Image-grounded pointing data
· · · · · · ·

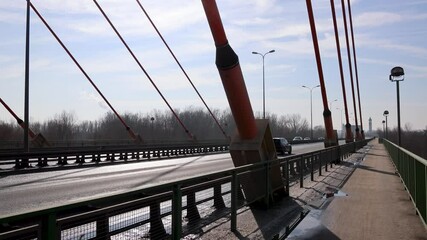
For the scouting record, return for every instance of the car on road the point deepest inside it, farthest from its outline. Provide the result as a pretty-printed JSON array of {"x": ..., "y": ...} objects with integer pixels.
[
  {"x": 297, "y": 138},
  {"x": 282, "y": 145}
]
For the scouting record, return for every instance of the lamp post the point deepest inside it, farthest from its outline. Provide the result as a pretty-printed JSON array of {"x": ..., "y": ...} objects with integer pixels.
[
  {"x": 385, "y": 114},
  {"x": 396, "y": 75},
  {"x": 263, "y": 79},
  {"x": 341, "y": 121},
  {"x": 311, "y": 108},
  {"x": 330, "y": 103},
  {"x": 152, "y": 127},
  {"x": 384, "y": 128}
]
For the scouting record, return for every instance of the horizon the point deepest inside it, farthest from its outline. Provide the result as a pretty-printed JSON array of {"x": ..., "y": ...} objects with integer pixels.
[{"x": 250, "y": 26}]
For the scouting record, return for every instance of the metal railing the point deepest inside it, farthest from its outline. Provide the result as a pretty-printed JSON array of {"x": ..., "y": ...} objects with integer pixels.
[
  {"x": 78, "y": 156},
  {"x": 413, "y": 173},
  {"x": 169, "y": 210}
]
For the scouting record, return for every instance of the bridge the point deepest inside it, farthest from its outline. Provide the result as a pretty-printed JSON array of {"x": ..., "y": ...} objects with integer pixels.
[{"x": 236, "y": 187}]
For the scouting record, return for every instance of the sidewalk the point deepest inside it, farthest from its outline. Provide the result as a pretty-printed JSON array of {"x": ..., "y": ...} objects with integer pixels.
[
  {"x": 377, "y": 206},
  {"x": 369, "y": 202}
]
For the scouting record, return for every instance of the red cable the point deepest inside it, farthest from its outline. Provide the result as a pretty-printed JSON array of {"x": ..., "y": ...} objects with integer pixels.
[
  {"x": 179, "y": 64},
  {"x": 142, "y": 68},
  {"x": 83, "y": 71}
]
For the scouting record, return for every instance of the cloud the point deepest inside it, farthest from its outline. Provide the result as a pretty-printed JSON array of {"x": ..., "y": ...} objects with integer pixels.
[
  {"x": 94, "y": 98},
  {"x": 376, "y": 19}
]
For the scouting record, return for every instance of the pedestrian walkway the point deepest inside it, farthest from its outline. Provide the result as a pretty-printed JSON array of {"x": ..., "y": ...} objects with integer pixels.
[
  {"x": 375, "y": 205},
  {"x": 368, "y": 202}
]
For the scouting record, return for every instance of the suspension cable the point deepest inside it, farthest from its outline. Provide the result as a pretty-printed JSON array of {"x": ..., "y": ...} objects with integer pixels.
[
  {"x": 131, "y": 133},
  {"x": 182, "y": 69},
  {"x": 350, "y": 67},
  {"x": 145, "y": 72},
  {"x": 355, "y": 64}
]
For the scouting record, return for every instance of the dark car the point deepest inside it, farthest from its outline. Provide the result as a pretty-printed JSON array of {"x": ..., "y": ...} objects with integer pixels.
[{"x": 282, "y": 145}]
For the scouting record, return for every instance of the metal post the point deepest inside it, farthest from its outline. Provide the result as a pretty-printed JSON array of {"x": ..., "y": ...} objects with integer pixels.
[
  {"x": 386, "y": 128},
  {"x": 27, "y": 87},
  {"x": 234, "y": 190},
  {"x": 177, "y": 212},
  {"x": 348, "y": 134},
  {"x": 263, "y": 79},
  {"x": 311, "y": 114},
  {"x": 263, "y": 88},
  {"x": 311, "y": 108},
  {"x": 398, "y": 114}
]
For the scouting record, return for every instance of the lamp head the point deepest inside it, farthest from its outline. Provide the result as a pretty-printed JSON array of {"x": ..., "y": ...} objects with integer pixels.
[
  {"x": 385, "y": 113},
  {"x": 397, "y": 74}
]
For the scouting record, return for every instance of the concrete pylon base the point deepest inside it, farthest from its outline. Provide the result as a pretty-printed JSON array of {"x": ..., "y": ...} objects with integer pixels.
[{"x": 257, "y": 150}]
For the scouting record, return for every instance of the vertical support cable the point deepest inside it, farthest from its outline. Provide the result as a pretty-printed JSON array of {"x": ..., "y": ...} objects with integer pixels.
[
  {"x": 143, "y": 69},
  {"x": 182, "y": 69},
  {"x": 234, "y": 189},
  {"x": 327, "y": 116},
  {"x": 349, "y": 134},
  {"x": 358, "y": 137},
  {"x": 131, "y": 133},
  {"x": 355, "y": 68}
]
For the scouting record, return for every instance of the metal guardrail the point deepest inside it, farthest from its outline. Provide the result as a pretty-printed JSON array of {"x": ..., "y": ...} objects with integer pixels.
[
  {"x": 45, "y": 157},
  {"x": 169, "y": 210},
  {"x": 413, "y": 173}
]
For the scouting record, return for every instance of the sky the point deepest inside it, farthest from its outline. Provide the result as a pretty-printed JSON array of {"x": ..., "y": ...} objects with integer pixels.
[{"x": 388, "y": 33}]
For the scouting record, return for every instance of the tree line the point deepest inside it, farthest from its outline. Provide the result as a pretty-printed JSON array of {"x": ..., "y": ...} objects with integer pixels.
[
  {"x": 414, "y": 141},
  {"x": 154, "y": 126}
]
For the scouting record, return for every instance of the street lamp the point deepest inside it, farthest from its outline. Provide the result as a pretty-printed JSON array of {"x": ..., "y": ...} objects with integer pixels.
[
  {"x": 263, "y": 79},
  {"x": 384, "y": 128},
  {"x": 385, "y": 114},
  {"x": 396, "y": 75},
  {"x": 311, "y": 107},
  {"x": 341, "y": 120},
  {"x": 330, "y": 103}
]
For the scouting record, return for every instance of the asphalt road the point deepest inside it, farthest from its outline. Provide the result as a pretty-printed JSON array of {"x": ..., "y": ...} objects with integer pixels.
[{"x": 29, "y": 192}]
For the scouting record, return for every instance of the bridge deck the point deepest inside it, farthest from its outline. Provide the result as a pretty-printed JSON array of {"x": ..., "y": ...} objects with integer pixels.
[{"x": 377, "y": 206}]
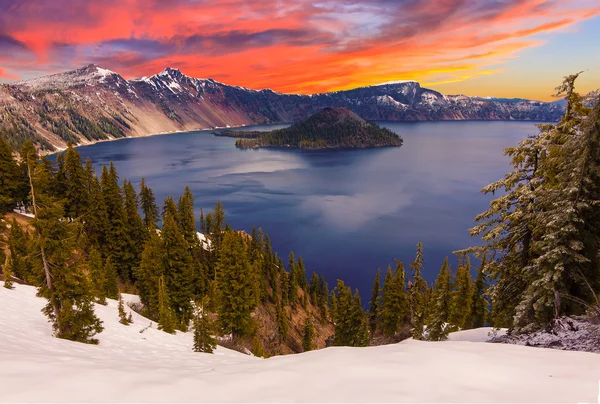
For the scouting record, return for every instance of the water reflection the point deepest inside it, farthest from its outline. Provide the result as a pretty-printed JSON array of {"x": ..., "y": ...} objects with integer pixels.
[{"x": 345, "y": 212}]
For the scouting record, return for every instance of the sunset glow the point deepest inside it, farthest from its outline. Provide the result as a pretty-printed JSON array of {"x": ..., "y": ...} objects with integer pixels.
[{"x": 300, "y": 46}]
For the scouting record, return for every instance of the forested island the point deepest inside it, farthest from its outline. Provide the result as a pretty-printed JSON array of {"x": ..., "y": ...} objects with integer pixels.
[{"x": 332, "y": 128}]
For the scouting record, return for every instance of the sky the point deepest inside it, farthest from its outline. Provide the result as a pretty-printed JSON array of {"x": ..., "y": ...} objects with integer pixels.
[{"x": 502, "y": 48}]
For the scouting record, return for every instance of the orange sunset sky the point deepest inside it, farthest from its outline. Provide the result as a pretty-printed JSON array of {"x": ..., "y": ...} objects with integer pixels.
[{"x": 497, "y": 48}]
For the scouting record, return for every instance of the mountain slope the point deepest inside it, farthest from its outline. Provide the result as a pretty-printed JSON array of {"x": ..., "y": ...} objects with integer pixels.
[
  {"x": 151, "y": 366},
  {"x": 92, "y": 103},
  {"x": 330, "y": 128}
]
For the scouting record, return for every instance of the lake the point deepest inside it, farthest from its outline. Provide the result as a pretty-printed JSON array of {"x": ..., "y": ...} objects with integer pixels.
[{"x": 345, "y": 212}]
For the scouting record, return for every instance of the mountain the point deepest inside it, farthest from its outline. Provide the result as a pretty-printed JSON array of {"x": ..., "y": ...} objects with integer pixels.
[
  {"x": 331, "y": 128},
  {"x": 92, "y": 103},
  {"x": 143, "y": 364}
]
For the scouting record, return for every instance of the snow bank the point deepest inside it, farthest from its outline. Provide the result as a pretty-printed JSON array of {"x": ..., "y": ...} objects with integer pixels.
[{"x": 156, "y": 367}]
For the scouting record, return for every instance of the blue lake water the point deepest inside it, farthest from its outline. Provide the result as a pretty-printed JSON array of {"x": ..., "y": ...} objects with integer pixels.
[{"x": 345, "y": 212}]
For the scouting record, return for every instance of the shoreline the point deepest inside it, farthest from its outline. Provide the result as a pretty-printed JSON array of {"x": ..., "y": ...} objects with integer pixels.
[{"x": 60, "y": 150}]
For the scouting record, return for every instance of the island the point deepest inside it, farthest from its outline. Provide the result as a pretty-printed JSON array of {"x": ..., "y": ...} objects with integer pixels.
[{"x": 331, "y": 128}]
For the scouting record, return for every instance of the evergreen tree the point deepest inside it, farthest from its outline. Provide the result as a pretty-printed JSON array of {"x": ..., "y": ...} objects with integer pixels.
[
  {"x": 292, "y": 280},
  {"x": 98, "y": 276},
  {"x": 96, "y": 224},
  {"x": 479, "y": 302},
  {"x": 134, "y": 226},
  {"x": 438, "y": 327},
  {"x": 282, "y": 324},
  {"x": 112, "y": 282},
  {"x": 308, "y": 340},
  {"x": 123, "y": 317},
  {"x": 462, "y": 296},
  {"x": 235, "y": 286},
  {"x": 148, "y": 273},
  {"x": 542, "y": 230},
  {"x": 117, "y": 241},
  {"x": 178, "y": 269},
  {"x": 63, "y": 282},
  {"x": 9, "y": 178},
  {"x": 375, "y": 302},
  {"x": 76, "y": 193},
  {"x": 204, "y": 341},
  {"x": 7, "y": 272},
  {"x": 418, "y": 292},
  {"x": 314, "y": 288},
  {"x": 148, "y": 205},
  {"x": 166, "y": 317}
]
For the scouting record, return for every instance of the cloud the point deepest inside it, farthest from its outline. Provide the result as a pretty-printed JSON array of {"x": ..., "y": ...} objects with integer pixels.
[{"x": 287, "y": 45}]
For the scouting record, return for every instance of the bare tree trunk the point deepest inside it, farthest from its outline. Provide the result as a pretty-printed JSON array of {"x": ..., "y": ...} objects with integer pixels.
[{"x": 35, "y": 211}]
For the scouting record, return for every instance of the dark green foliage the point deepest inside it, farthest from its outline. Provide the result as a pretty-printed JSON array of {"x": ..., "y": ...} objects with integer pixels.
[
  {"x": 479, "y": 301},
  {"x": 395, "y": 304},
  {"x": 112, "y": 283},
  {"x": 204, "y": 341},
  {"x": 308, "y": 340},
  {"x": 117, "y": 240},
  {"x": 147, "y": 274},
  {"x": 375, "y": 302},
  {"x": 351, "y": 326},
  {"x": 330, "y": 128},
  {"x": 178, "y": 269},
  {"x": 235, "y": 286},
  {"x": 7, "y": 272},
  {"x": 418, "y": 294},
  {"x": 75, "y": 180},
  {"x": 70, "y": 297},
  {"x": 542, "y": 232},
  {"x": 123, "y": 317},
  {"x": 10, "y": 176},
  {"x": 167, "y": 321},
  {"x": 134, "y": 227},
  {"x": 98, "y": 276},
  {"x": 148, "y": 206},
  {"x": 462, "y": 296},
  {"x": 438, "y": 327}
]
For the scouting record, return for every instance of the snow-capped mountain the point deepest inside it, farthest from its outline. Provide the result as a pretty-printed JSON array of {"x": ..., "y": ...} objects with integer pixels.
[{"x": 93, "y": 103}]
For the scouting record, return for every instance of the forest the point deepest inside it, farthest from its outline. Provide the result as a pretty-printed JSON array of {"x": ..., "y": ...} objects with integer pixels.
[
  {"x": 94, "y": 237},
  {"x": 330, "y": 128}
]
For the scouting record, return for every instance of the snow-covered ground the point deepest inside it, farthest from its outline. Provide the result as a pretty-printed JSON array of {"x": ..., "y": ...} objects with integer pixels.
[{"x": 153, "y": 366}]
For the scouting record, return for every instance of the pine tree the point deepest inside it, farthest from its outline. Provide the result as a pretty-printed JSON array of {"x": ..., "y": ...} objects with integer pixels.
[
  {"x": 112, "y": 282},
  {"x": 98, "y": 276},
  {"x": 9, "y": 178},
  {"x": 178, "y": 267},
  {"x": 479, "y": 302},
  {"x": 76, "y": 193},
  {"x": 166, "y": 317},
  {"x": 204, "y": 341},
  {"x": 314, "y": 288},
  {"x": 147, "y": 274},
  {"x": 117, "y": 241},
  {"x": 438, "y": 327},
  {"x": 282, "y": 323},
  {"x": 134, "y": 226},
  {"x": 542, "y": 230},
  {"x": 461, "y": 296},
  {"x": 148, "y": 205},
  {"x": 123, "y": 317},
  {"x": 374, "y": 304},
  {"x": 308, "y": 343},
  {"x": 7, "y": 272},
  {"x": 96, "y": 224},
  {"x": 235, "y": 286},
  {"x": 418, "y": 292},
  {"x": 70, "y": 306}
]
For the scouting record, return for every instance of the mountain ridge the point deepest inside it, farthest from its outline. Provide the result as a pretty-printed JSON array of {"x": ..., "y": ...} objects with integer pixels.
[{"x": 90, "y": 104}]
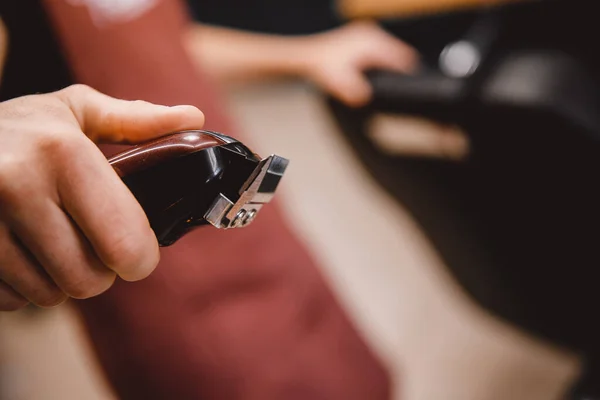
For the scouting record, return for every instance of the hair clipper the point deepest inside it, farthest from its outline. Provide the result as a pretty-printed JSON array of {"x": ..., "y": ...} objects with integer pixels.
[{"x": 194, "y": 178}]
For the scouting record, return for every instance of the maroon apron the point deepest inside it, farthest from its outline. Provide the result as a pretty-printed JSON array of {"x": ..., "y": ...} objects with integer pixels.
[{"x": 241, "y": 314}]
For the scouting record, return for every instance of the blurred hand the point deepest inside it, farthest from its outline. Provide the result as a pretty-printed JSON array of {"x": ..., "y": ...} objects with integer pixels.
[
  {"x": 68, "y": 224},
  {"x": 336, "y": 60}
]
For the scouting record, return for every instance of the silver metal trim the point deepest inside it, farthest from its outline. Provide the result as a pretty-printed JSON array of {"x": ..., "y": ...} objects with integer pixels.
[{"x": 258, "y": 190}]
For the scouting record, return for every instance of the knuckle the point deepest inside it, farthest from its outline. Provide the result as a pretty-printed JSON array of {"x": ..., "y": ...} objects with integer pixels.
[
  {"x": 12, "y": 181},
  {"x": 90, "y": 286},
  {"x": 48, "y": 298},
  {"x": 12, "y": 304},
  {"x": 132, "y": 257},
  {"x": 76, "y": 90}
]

· · · · · · ·

Nothing should appear in the answer except the lines from the one with "of the knuckle" through the final line of the records, written exactly.

For the scouting record, return for every instance of the knuckle the point deepest inside it, farthest from its outline. Provide the result as a pretty-printed JSON array of {"x": ..., "y": ...} objects with integer pixels.
[
  {"x": 12, "y": 181},
  {"x": 90, "y": 286},
  {"x": 48, "y": 298},
  {"x": 12, "y": 304},
  {"x": 132, "y": 257},
  {"x": 76, "y": 90}
]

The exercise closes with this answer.